:: ENTRIES PROVIDED ::
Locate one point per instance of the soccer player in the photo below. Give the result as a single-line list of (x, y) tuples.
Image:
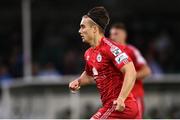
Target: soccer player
[(110, 67), (118, 33)]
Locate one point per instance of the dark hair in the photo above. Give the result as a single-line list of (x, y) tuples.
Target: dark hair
[(119, 26), (100, 16)]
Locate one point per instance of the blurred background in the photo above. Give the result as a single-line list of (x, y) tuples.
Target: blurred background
[(41, 51)]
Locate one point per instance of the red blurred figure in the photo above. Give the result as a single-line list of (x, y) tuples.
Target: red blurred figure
[(118, 34), (110, 67)]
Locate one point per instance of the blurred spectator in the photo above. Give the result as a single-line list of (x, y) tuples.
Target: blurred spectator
[(48, 72), (16, 62), (5, 76), (151, 55)]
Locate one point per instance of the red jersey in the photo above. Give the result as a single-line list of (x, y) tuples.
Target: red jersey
[(103, 63), (139, 61)]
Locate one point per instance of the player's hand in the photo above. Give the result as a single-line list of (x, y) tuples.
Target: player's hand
[(120, 106), (74, 85)]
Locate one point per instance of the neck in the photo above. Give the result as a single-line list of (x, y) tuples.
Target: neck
[(96, 40)]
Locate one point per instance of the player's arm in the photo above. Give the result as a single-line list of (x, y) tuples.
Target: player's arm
[(129, 79), (84, 79), (144, 72)]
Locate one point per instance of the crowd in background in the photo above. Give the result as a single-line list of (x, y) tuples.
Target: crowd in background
[(58, 50)]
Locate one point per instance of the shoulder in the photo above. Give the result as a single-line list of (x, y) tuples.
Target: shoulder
[(87, 52)]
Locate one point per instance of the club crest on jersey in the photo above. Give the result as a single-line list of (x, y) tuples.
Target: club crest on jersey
[(115, 50), (99, 57)]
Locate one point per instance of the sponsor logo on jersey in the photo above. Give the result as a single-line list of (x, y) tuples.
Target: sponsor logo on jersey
[(121, 57), (116, 51), (99, 57)]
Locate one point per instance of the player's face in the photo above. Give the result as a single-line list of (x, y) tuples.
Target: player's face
[(86, 30), (118, 35)]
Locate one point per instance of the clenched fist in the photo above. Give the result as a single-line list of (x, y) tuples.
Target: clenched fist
[(74, 85)]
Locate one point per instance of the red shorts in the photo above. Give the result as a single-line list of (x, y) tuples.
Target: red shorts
[(140, 103), (130, 112)]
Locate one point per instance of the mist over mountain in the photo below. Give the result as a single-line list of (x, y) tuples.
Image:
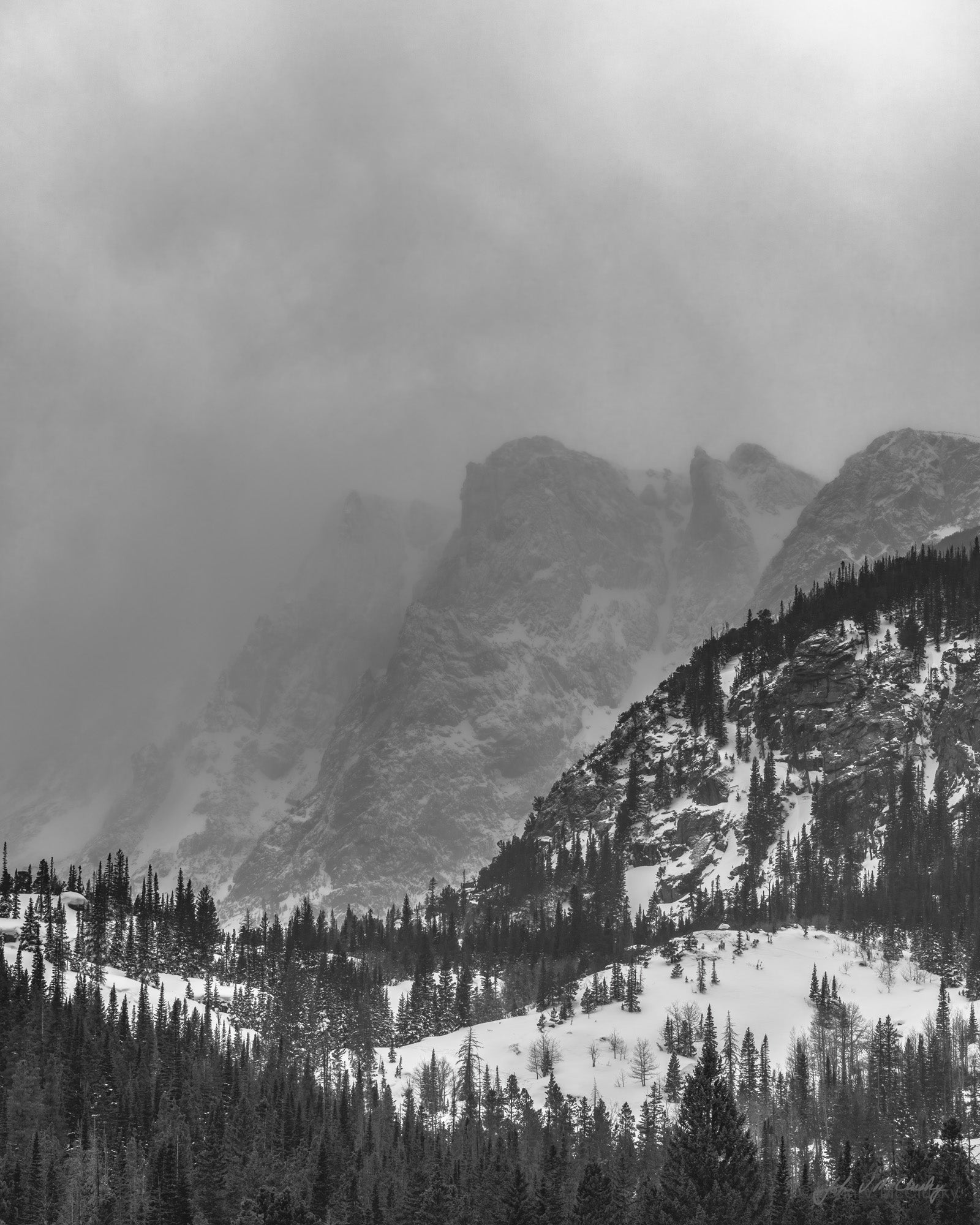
:::
▸ WRITTEN EXERCISE
Rewrite all of the rows above as a numbered list with no blank lines. Omit the pictures.

▸ OUTPUT
1. Locate one point per instance of the soccer player in the photo below. Give the result as a single-line list of (x, y) tuples.
2. Image:
3. Target: soccer player
4. [(110, 67), (118, 33)]
5. Locate one point per instance of the dark hair in the photo above. Give the result as a single-line list of (x, y) tuples.
6. Target: dark hair
7. [(119, 26), (100, 16)]
8. Locate one point per instance of the blurred background in the photo above. Give the result as a single-line list of (x, y) tuples.
9. Target: blurred background
10. [(41, 51)]
11. Locate one point per instance of the red blurred figure in the photo above. Give the result as a single-line list of (x, y) tuples.
12. Target: red blurred figure
13. [(118, 34), (110, 67)]
14. Locate one point per instance of the blurred spectator in the photo above. Give the result as a single-line list of (x, y) tuples.
15. Target: blurred spectator
16. [(48, 72), (16, 62), (5, 76), (151, 55)]
17. Locate one point per instance of the red jersey in the photo above. Give the result as a single-line list of (x, y) tuples.
18. Target: red jersey
19. [(103, 63), (139, 61)]
20. Locate one point per instance of the player's hand in the photo above. Give the result as a single-line list of (x, y) tuples.
21. Target: player's hand
22. [(120, 106), (74, 85)]
23. Locate one point per instance of the neck in the photo above. Give the result as a single-line list of (x, y) tuples.
24. Target: neck
25. [(96, 40)]
26. Locate one point per instance of the player's arm in the photo above. Give the result as a single-line list of (x, y) tuples.
27. Target: player's arm
28. [(129, 79), (84, 79), (144, 72)]
29. Locate one point per instance of the crowd in background in the photo above. Give the result as a single-line list of (x, y) tuples.
30. Target: crowd in background
31. [(58, 50)]
32. Locate one point per instance of the shoulder in the photo above. Give the result as a single-line list of (x, y) tuples.
33. Target: shoulder
34. [(87, 52)]
35. Locate one point per instance of the club crest on jersey in the photo above. Give the result as a single-line list of (x, y) tuples.
36. Target: club crest on jersey
37. [(115, 50), (99, 57)]
38. Locate one point per instance of the sponsor logo on jersey in the photo above. Give the result as a single-line list of (x, y) tuples.
39. Target: sponsor logo on jersey
40. [(121, 57), (116, 51), (99, 57)]
41. Locate one point per instance of the player's face in the photo above. Give the result as a single-line list of (x, y) tuples.
42. Target: player's face
43. [(86, 30), (118, 35)]
44. Locate one point per instance of the clenched fist in the photo above. Give the result as a single-line list of (x, y) tuples.
45. Target: clenched fist
46. [(74, 85)]
47. Locate one point per instance of the red shorts in the photo above. Give the result as a single-line list of (x, y) tuples.
48. Target: red shorts
49. [(140, 103), (130, 112)]
50. Locate one point per instance of the mist over mountain in the photo below. Give the result as a single-line list of (x, y) tuples.
51. Image:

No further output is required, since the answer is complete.